>>>>>
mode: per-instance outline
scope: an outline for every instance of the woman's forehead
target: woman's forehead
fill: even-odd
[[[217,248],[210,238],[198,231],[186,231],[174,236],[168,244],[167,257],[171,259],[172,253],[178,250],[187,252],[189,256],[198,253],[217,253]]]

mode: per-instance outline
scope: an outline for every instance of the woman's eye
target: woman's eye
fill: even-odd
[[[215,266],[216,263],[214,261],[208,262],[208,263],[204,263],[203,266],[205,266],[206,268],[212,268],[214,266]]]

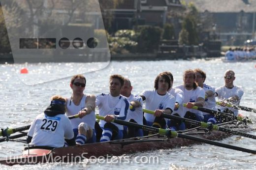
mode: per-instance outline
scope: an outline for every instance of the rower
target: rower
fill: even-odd
[[[96,123],[95,100],[93,94],[85,94],[84,91],[86,84],[85,77],[81,74],[73,76],[69,86],[72,94],[66,98],[67,116],[78,114],[80,118],[71,120],[77,144],[94,143],[96,141],[95,130]]]
[[[144,113],[148,126],[165,128],[167,119],[162,113],[171,114],[174,110],[175,98],[167,92],[171,87],[171,80],[166,73],[161,73],[155,80],[155,89],[145,90],[140,95],[145,101],[146,109],[155,111],[154,114]]]
[[[219,107],[222,111],[226,113],[233,113],[235,115],[238,114],[238,111],[235,109],[227,109],[227,104],[239,105],[244,91],[240,87],[234,85],[235,79],[235,72],[231,70],[227,70],[225,72],[224,80],[225,85],[217,88],[216,95],[219,100],[222,101]]]
[[[187,107],[182,105],[183,107],[182,117],[193,119],[198,121],[203,121],[203,115],[201,111],[192,109],[193,106],[202,107],[204,102],[204,90],[198,87],[195,81],[195,73],[191,69],[185,70],[183,74],[183,85],[176,86],[180,88],[184,93],[184,102],[187,103]],[[186,128],[194,127],[194,126],[186,123]]]
[[[65,98],[61,96],[51,98],[50,106],[32,123],[28,132],[28,143],[61,147],[65,141],[69,145],[75,145],[70,120],[65,115]]]
[[[172,85],[173,85],[173,76],[170,72],[165,71],[163,73],[167,74],[171,80],[171,87],[168,90],[168,92],[173,95],[176,99],[174,111],[171,114],[180,117],[182,115],[183,108],[179,106],[180,105],[182,105],[183,103],[184,93],[180,89],[172,87]],[[177,120],[168,120],[167,124],[168,126],[173,130],[183,130],[185,129],[185,123]]]
[[[126,120],[143,125],[142,105],[143,102],[141,97],[131,94],[132,90],[132,86],[131,86],[130,81],[129,79],[125,78],[125,83],[121,94],[128,98],[130,105],[132,106],[132,109],[128,110]],[[141,137],[143,136],[143,132],[141,129],[124,126],[124,136],[127,135],[127,138]]]
[[[124,86],[124,78],[120,75],[110,76],[109,93],[102,93],[96,97],[96,106],[98,108],[99,115],[104,116],[104,120],[99,121],[103,129],[100,142],[123,139],[124,127],[112,123],[113,119],[125,120],[129,109],[127,98],[120,95]]]
[[[206,79],[206,74],[205,72],[199,68],[196,68],[194,69],[194,71],[195,72],[196,75],[195,82],[197,83],[198,86],[202,88],[205,92],[205,99],[203,107],[206,109],[217,111],[216,100],[215,100],[215,88],[204,83],[205,79]],[[203,114],[204,122],[216,124],[216,118],[214,115],[203,112]]]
<<<<<
THE REQUEST: How many lines in the listing above contain the string "forehead" with the same capitalization? Reply with the number alone.

RESULT OF THE EXERCISE: 2